━━━ GIVEN RECORDS ━━━

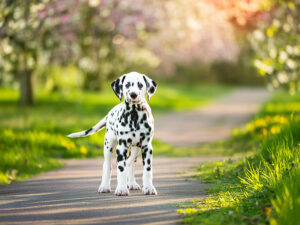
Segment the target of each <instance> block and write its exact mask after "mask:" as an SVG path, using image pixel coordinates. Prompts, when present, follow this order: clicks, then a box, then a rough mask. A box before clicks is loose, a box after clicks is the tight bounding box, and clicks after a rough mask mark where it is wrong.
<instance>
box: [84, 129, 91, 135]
mask: <svg viewBox="0 0 300 225" xmlns="http://www.w3.org/2000/svg"><path fill="white" fill-rule="evenodd" d="M92 130H93V128H90V129H88V130H86V131H85V135H87V134H88V133H90V132H91V131H92Z"/></svg>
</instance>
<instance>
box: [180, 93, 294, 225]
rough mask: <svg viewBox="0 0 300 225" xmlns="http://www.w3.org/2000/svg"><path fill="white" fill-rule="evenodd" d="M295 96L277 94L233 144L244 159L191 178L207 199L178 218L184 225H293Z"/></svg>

━━━

**WORK TO COMPLETE**
The answer should hold every entry exactly as given and no pictures at all.

**ANSWER SECTION**
Segment the target of each <instance> block and write its exact mask after "mask:" as an SVG path, using image pixel coordinates. Prompts, when present, follow this order: clicks, then a box, then a rough mask. A box before clicks is loose, a box after clicks is the tight bounding box, and clicks after a rough mask mark where it is wrong.
<instance>
box: [84, 129, 91, 135]
mask: <svg viewBox="0 0 300 225" xmlns="http://www.w3.org/2000/svg"><path fill="white" fill-rule="evenodd" d="M92 130H93V128H90V129H88V130H86V131H85V135H87V134H88V133H90V132H91V131H92Z"/></svg>
</instance>
<instance>
box: [180, 93, 294, 225]
rough mask: <svg viewBox="0 0 300 225" xmlns="http://www.w3.org/2000/svg"><path fill="white" fill-rule="evenodd" d="M295 96L277 94L233 144L244 159L191 178L207 199L178 218L184 225H293Z"/></svg>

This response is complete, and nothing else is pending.